Pick out and copy every line of the material below that contains the word "metal". The match is case-sensitive.

--- Begin Extracted information ---

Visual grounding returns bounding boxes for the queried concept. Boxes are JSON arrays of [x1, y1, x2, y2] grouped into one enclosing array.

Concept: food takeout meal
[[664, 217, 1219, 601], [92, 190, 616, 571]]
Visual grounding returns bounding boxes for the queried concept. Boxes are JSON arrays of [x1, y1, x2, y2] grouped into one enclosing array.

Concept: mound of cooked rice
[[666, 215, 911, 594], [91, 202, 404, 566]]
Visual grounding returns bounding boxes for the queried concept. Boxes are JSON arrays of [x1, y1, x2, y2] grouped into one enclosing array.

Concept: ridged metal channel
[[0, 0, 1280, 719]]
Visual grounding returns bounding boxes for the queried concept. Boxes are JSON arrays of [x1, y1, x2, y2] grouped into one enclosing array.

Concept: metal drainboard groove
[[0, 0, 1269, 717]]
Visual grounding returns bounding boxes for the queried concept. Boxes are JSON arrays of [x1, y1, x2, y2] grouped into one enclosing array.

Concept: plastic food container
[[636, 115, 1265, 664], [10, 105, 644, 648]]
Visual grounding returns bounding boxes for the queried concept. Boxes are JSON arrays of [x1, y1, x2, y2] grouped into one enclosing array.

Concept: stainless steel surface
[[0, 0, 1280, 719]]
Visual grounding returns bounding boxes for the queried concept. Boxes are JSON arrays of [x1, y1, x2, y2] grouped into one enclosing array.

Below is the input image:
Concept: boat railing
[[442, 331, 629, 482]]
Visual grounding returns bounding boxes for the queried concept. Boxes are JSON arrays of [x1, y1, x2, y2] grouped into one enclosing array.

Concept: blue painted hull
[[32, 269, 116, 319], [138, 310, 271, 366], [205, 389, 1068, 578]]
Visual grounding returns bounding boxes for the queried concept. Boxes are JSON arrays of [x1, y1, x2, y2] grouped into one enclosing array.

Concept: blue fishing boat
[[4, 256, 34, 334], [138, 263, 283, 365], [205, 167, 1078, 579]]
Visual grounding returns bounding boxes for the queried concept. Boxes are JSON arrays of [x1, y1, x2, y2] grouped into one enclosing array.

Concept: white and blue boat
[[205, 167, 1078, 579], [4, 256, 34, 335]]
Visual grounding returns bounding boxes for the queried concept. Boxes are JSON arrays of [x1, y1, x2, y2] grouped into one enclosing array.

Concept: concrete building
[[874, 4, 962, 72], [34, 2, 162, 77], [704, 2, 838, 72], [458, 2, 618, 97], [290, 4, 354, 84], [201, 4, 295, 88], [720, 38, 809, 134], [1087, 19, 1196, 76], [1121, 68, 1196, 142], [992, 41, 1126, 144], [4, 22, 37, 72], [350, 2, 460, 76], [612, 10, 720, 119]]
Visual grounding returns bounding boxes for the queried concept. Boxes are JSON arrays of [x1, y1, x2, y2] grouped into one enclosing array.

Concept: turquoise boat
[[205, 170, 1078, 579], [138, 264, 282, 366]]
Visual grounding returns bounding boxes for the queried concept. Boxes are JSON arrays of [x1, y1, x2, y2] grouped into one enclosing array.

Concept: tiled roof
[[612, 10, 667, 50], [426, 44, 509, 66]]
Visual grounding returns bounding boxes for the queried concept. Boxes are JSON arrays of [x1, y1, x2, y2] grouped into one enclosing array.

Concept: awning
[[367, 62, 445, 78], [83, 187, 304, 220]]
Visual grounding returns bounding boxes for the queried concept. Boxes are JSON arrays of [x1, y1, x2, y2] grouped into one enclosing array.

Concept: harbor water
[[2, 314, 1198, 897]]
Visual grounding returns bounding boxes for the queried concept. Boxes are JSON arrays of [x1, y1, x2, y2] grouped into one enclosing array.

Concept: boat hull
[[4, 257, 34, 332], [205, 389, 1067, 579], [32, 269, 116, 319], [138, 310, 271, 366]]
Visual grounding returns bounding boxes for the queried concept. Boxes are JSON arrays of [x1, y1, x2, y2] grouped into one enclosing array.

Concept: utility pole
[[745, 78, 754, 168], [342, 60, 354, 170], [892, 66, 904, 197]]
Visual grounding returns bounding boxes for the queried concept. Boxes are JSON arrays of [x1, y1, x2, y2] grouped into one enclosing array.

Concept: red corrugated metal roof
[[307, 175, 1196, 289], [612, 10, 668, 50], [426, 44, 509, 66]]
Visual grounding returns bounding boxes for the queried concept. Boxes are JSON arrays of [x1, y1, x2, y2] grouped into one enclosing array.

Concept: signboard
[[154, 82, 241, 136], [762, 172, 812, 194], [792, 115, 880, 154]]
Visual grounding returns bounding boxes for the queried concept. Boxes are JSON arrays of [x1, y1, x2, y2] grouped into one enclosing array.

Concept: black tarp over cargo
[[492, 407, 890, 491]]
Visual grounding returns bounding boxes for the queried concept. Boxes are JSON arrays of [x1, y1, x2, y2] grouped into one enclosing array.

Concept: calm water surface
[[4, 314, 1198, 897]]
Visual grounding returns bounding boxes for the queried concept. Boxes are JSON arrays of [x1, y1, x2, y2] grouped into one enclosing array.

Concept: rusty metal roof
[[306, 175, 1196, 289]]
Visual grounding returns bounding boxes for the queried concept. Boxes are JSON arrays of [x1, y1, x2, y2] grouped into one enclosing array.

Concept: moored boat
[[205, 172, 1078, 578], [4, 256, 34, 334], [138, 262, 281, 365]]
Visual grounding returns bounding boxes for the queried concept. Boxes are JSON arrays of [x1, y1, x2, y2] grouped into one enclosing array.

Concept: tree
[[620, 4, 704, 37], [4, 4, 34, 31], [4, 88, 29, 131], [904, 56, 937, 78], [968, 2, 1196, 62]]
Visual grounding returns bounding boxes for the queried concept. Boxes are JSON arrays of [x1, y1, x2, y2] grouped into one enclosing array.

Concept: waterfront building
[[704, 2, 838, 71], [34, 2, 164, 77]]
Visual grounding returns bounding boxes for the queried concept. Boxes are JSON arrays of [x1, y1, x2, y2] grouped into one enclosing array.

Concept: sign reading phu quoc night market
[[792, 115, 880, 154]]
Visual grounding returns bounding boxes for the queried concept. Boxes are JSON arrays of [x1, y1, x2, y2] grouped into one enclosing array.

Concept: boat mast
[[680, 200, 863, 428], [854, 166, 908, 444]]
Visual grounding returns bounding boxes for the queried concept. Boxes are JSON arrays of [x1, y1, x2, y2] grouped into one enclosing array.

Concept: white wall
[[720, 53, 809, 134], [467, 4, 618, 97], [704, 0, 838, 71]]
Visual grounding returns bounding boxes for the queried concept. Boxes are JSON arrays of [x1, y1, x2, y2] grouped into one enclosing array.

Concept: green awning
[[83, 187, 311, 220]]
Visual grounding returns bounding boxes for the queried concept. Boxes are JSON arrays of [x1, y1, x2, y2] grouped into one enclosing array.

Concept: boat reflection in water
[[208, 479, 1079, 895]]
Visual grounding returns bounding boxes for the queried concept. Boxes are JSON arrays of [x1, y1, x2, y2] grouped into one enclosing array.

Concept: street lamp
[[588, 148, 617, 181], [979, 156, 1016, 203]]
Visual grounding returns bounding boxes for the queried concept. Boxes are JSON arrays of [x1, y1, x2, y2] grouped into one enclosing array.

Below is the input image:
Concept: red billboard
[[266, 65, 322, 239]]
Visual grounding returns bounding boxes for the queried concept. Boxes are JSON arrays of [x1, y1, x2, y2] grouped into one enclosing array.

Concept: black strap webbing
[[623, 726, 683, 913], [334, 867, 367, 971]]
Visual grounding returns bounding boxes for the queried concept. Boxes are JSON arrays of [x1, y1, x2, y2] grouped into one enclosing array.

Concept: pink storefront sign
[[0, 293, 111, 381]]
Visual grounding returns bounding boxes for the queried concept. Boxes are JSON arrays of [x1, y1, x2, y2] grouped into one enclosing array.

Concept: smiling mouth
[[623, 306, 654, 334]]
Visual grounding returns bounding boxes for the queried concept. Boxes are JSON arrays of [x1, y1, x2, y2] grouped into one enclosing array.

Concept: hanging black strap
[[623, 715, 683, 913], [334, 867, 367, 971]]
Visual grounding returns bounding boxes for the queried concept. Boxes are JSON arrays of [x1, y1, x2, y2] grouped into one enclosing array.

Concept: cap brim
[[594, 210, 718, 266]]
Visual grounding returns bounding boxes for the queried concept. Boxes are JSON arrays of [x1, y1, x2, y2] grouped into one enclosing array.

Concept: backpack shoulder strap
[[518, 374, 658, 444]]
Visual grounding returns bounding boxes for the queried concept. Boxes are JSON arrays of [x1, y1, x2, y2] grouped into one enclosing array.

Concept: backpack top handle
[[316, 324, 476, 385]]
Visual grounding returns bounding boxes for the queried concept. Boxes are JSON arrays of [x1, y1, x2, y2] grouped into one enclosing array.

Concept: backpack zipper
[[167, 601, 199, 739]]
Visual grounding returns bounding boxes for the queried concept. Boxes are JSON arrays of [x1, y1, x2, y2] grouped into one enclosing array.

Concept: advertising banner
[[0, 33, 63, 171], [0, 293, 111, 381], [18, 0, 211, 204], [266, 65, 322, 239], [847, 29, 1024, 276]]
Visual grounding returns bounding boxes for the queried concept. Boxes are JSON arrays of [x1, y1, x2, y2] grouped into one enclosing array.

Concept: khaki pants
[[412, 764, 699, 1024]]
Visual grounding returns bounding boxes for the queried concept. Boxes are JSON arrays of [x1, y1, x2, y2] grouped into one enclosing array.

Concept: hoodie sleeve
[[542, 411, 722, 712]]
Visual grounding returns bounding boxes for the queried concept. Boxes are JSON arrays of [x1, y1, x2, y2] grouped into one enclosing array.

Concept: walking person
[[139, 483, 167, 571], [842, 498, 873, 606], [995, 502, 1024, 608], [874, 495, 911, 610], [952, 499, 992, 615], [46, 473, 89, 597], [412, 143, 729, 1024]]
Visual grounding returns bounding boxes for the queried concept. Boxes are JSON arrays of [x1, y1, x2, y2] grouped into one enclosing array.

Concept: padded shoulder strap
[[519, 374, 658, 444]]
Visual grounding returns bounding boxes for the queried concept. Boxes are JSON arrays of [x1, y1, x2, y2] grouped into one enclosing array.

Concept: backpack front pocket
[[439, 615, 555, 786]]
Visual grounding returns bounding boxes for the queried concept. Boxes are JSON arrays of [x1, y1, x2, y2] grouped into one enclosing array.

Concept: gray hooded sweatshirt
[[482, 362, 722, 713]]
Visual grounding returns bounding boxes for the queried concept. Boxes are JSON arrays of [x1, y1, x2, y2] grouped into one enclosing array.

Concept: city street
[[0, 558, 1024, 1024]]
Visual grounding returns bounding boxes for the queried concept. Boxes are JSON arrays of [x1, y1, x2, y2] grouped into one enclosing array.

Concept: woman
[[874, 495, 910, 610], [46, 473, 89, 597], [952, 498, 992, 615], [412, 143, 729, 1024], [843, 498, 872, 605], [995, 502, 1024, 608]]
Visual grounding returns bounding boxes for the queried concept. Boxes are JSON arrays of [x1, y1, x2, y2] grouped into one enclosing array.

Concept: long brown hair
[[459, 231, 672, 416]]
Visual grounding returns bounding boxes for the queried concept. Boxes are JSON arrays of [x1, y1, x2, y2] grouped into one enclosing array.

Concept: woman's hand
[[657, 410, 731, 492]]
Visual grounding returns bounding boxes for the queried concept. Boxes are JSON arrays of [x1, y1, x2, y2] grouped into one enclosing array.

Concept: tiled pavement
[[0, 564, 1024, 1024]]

--- End Extracted information ---

▶ Complete answer
Concept: ridged metal channel
Concept: metal drainboard groove
Concept: red corrugated metal roof
Concept: rusty metal roof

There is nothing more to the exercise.